Text block
****************

Jennifer Wilson's Blog, page 5
January 9, 2012
High Art in the Coop: Checking in with Muffy
About Mentors
I'm a big believer in finding mentors, and tucking under their wing to learn what they've got to teach you. Usually, this happens organically, when you find yourself paying closer attention to someone's ideas that you admire.
I'm not even sure how I found Jon Franklin's book Writing for Story: Craft Secrets of Dramatic Nonfiction by a Two-Time Pulitzer Prize-Winner. But somehow, I unearthed a very, very old copy of it, and it ended up in the box of the few precious books we took with us to Croatia.
In general, I'm not crazy about books that talk about writing. Mostly because when I find myself reading about writing or talking about writing (or blogging about writing), the further I get from actually writing. But Franklin's book is an exception. It's a crazy miracle that it made its way into the very few possessions that I toted with me across the sea—I'd never read it before, and just threw it in on a hunch. But the clear-thinking ideas he writes about really guided me during the writing of Running Away to Home.
So here's to the people that show us their stuff, so that we can improve our own. For me, that's been Jon Franklin, but also people as far-flung as Stephen King, Seth Godin, Anthony Bourdain and Ann Jones.
It's worth it to seek out those who model a better way. They help us become more connected to that essential spark that fires the doing of what we care about most. Who are your mentors? How have they changed you?
In other news, I'm starting a series of giveaways on the Facebook Fan Page of Running Away to Home. We'll be giving away stuff like free signed copies of the book (this weeks' prize) or a batch of Jim's mom's oatmeal peanut butter chocolate chip cookies. Get on over there and join the fun!
January 3, 2012
Muffy's Story
[Editor's Note: The Secret Lives of 19th Street Hens is an occasional series on this blog. No chickens were harmed during the making of this story. Unless you count an accidental stepping-upon, which just happens sometimes.]
It all began with four tan walls and a bright light. Consciousness was abrupt, jarring. We all hail from Texas, and just two days after the egg cracked en route to a feed store up north, I was cracking, too. There was the press of all that peeping fluff. The uncertainty of our ultimate destination. Giant hands grabbing, always grabbing. We arrived at a post office in Iowa: a box of terrorized chicks, compulsively eating. Some of us were lost in the mail. The trip to the feed and garden store where we'd be sold like chattel was grim.
In this whirl of chaos and uncertainty, my art spirit was born. From the first moment I could form thought, this one never faded: I am a painter.
I calmed when I understood my calling. I remained steady but watchful until one hand grabbed, and it did not let go. This, I have come to know, is The Main Hand. The Main Hand set me inside the tan walls. I was chosen for this life. The light came later.
My prison is my emancipation.
I was joined by five others. They know my work, but they don't necessarily get it. But as Sherwood Anderson wrote in his masterpiece, Winesburg, Ohio: "You must try to forget all you have learned. You must begin to dream. From this time on you must shut your ears to the roaring of the voices."
And so I shut them. So tightly, in fact, that black tufts of feathers have grown from the sides of my head, and it would appear to the ill-informed that I am wearing earmuffs. I am not. But I am painting. Every day. Using the only medium that is amply available to me: Poop, spread with a piece of straw, upon any surface I can reach. That usually means under the walkway to the laying area. I can think there. Plus, the other chickens are usually on the roost above me, and they leave a great deal of "medium" within easy reach.

****************

Material provided

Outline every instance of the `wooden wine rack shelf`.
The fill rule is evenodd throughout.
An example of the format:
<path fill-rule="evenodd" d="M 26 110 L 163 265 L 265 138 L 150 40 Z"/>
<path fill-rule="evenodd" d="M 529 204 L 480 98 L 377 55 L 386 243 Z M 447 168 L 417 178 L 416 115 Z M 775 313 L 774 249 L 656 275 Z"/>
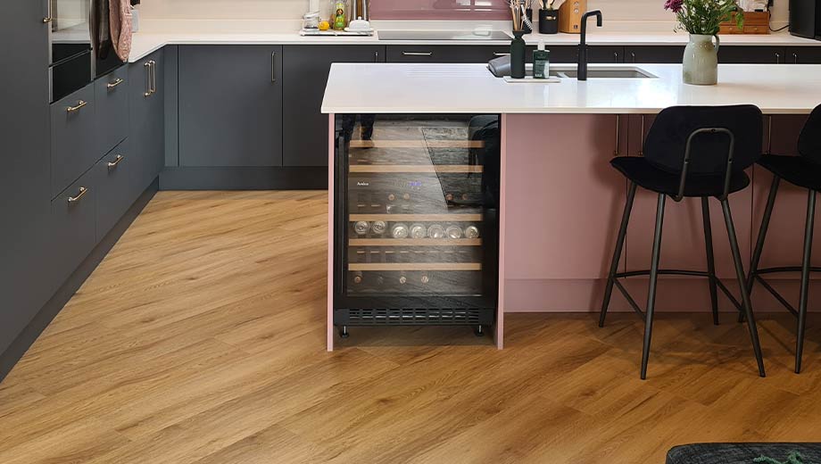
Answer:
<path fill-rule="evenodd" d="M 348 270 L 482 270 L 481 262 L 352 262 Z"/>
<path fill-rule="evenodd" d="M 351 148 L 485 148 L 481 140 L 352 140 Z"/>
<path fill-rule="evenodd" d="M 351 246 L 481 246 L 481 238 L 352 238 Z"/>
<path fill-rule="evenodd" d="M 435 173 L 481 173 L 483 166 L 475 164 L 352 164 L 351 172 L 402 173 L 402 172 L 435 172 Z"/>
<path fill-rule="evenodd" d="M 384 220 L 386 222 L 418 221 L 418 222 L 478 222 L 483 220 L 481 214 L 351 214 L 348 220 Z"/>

****************

Task brief
In the blog text above, shorten the paragraph that begins "In general, I'm not crazy about books" while keeping its main facts.

Solution
I usually don't like books about writing, because reading or talking about writing pulls me away from actually doing it. Franklin's book is the exception. I had never read it, but I packed it on a hunch among the few things I took overseas, and its clear ideas guided me as I wrote Running Away to Home.